++++ 提示文

最新の音響工学、音響心理学の研究成果に基づく音質設計を導入
国内オーディオメーカーのfinalは、自社ブランドfinalから、新しい定番と言える完全ワイヤレスイヤホン「ZE3000」を2021年12月17日より発売を開始する。想定販売価格は15,800円(税込)。
製品名は同社有線イヤホンのスタンダードモデル「E3000」に由来
ZE3000の製品名は、finalブランドを代表する有線イヤホン「E3000」に由来する。E3000は2017年の発売以来、累計販売は国内外で数十万台を超え、日本最大のオーディオビジュアルアワードVGPでも異例の10期連続で金賞を受賞している。
E3000が発売された当時、同価格帯のイヤホンは、一聴した際に強い印象を与えられるように、低域と高域を共に強調する派手な音作りがされた製品が主流だった。
それに対してE3000は音響工学や音響心理学などの学術的な知見に基づき、強調された帯域を設置しない自然な音作りを選択。一聴した際の派手さはないが、音楽を楽しむことに集中できる製品としてSNSを中心に高い評価を受け、その結果、定番イヤホンと言われる製品に成長していった。
筐体の内部圧力を最適化する「f-LINK(エフリンク)ダンピング機構」を新開発
ワイヤレス化に関しての問題の一つは、防水機能を持たせるために筐体を完全に密閉することで低域が過多になってしまうこと。完全ワイヤレスイヤホンは、バッテリーや電子基板、アンテナ等を筐体内に高い密度で収める必要があり、そのため、音質をアコースティック的な手段で調整する自由度が低くなり、もともと厳しい制約条件の範囲内で音作りをせざるを得ない。
さらに、完全ワイヤレスイヤホンには防水性能が求められるため、イヤホン筐体内部の音響空間の圧力を最適化するベント(通気孔)を筐体外部に設けることができない。その影響で低域が過多になり、バランスを取るために高域を強調することになる。
結果として、同社によれば多くの完全ワイヤレスイヤホンは低域と高域を共に強調した派手な音作りになっているという。
そこでZE3000では、イヤホンの筐体内部の音響空間の圧力を最適化し、筐体外部へのベント無しで有線イヤホンと同等の音作りを可能にする「f-LINK ダンピング機構」を新たに開発。この機構によって、防水性能と低域の適切な音作りを両立することが可能になり、過去にE3000で実現した、強調された帯域を作らない自然な音作りを完全ワイヤレスイヤホンで実現することができた、と同社では説明している。
超低歪を実現した新設計ドライバー「f-Core for Wireless」搭載
もう一つは歪みの問題だ。現在、優れたオーディオ機器、アンプなどの電子機器の歪みは0.0001%程度と極めて低くなっている。

++++++++
++++ データ抜粋

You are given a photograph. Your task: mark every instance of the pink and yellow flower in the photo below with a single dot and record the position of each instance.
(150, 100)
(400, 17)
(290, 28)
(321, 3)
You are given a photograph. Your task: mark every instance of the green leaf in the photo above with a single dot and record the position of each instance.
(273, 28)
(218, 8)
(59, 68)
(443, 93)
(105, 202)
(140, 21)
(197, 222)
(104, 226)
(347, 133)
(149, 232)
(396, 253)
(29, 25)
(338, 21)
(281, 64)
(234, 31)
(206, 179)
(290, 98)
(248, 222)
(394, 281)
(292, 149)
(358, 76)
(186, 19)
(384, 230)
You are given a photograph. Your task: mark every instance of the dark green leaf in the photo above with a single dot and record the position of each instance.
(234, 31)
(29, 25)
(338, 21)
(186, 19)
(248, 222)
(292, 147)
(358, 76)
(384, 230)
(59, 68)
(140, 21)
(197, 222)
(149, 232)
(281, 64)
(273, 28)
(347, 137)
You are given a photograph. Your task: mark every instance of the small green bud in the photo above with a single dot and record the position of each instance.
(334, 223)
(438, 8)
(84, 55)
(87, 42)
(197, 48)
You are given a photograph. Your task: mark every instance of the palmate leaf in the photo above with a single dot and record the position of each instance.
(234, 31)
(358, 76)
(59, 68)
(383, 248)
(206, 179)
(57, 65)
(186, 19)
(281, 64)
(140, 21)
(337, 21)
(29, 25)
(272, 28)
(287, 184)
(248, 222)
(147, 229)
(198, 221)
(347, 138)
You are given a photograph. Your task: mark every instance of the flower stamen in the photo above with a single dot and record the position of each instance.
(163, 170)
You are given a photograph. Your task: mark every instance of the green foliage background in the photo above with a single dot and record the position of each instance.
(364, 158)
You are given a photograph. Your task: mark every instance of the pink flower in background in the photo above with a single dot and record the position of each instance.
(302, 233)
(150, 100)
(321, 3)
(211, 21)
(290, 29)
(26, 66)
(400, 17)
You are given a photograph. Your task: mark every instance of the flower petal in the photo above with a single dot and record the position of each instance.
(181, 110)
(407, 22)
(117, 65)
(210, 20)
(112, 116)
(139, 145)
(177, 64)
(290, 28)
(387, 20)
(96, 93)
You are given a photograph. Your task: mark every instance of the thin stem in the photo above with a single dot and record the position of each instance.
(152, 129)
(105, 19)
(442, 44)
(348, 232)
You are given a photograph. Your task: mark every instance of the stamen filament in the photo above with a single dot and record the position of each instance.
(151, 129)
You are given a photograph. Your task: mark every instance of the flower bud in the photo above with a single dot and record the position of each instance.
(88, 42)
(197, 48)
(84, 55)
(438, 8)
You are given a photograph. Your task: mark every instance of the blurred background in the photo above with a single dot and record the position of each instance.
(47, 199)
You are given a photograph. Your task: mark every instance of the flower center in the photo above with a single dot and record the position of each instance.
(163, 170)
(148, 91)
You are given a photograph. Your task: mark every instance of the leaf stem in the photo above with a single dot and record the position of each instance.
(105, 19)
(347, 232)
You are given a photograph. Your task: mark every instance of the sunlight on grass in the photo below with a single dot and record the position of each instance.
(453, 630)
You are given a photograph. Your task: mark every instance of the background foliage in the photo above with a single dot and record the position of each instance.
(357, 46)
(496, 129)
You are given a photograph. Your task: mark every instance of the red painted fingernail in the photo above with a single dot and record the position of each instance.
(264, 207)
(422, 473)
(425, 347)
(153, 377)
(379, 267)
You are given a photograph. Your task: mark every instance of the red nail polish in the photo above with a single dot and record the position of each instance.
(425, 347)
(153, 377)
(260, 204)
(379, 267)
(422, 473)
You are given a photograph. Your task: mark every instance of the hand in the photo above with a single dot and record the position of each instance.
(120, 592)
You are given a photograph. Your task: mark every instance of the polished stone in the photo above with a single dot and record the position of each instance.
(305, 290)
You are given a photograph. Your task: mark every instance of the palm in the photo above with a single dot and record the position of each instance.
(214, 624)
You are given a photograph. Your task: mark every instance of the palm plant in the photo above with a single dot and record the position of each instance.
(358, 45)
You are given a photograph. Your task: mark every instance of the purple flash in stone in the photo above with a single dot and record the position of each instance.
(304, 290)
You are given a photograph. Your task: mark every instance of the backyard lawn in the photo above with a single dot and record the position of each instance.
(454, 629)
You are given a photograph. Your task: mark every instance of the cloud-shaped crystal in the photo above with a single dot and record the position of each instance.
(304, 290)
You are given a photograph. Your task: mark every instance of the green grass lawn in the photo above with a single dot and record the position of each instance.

++++++++

## 課題の目的
ZE3000についての提示文を二文で要約せよ。

## 最終回答
finalは、有線イヤホン「E3000」に製品名の由来を持つ完全ワイヤレスイヤホン「ZE3000」を、2021年12月17日より想定販売価格15,800円(税込)で発売する。防水性能のため筐体外部にベントを設けられず低域が過多になる問題に対し、筐体内部の音響空間の圧力を最適化する「f-LINK ダンピング機構」を新たに開発し、E3000と同様の強調された帯域を作らない自然な音作りを実現したと同社は説明している。